### [TO DO]
1. In the passage about Landor, whom did he marry in March 1847?
2. Continue the passage about Landor from the point where it ends.

### [TEXT PASSAGE]
For a short time, Landor acted as editor of the Perth Gazette. He was also a successful and popular lecturer.

==Appointment to Court of Requests ==
In November 1842, Edward was appointed a commissioner of the new Court of Requests in Perth Guildford and Fremantle, which meant that he ceased to be a barrister, representing clients. He also ceased writing to The Inquirer.

==Return to England ==
He was granted leave in 1846 and returned to England and completed his studies and was enrolled as a solicitor. In March 1847, he married Ellen Harley.

==The Bushman==
While in England, he published The Bushman, or Life in a New Country, a 31-chapter book dealing with many aspects of Western Australia: the Aboriginals, geography, the economy, the land grant system, flora and fauna and some adventures he and his brothers experienced. Contributions to the book were made by his brothers as well as by James Drummond.

John Wollaston said in his diaries that he considered the book gave the most true and just view of the colonial policy which he had read. However he said of Landor: I thought him too flashy when he was here, though very clever.

==Return to Australia ==
Landor returned to Western Australia in 1859 with his wife and three children. He returned to legal practice in Perth. In 1866, he gave up a good legal practice to become a police magistrate in Perth.

One of his first duties was to be a member of a board of inquiry into the Rev Edward Millett, the Anglican Chaplain in York. Walkinshaw Cowan had accused Millett of "drunkenness, laziness, general moral delinquency and a diminished sense of responsibility". The Anglican Bishop Hale, the Principal Medical Officer in Perth and Landor all came to York in October 1866 to inquire into the matter. They concluded that there was no evidence that Millett drank alcohol and that any "stupefaction" was due to his taking opium because of his disorder. They noted that "the general feeling of people in the District (so far as was ascertained) appears to be one of respect and regard for Mr Millett". They found that instead of him neglecting the sick as he had been charged, the contrary was shown.

[Point localization data]

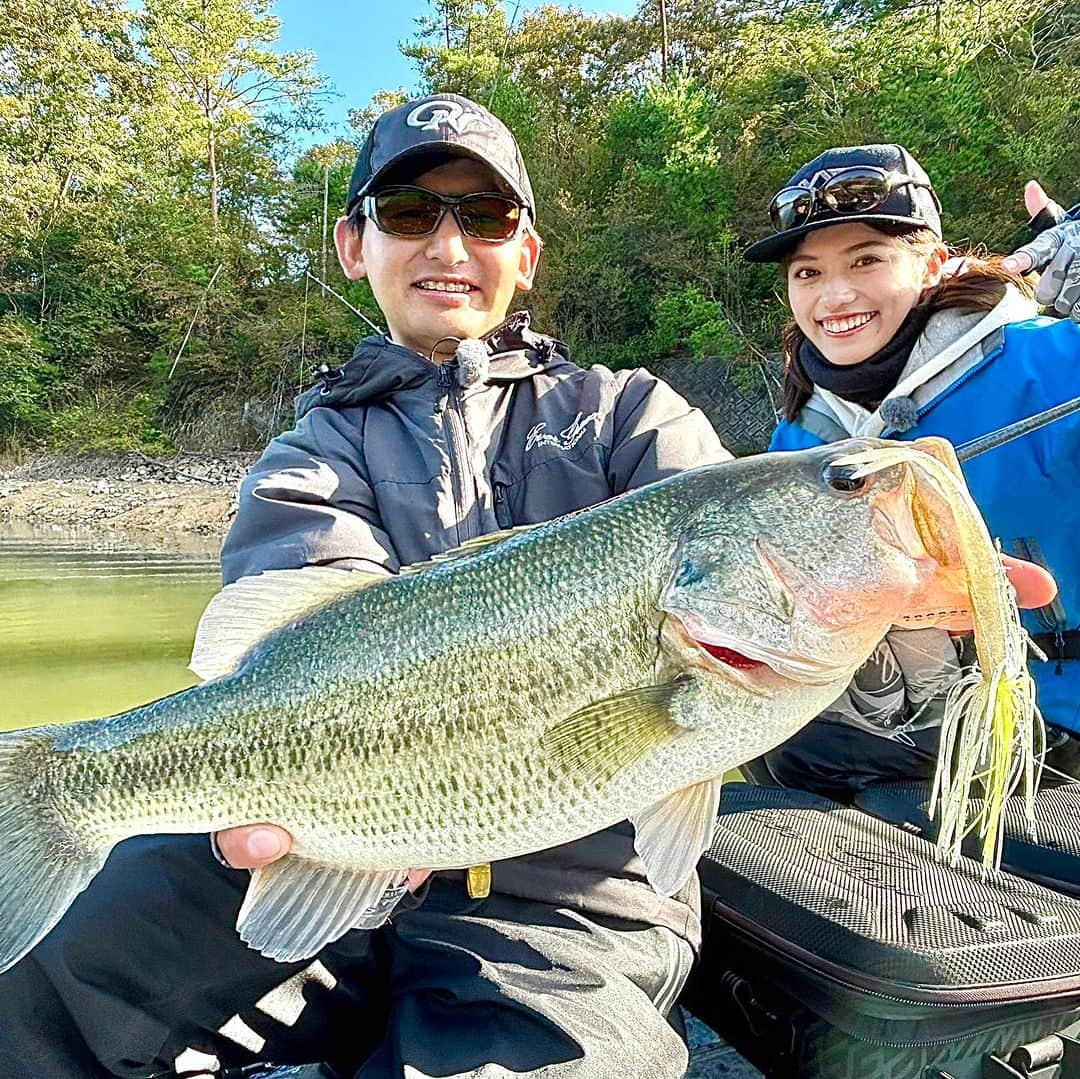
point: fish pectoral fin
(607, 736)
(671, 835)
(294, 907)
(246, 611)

...

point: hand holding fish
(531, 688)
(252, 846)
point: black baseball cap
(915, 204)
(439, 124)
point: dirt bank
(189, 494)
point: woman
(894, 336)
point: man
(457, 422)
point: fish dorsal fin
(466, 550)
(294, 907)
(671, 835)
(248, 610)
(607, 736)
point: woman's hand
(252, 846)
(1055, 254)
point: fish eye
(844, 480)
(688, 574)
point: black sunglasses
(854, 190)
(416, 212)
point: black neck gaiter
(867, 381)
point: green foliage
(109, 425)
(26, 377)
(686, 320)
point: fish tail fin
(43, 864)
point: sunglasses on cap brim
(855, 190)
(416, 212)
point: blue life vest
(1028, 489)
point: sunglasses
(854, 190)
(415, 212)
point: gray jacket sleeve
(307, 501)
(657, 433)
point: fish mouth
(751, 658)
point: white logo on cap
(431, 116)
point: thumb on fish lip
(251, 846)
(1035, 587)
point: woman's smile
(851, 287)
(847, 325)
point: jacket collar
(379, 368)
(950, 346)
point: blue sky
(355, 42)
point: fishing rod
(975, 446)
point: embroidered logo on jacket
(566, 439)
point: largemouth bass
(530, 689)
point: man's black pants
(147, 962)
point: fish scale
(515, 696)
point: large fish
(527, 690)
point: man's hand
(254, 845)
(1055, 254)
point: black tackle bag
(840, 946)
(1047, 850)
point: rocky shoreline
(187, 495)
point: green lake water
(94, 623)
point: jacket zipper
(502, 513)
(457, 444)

### [ANSWERS TO THE TASKS]
1. Ellen Harley

2.
==Trial of Lockier Clere Burges ==
In 1871, while droving sheep from the Pilbara to Geraldton, Lockier Clere Burges shot and killed an Aboriginal man known as "Mackle-yell", in a dispute over a stolen saddle. Burges was charged over this incident. Landor and three other magistrates presided at the trial. At the trial, the Crown Solicitor said he would leave the charge open until he had presented the evidence. The magistrates objected to this and so the Crown Solicitor said the charge was murder, which was a capital offence. During the trial, the four magistrates conferred and decided that there was no likelihood of a conviction for murder and the Crown consented to a lesser charge, namely shooting with intent to do bodily harm.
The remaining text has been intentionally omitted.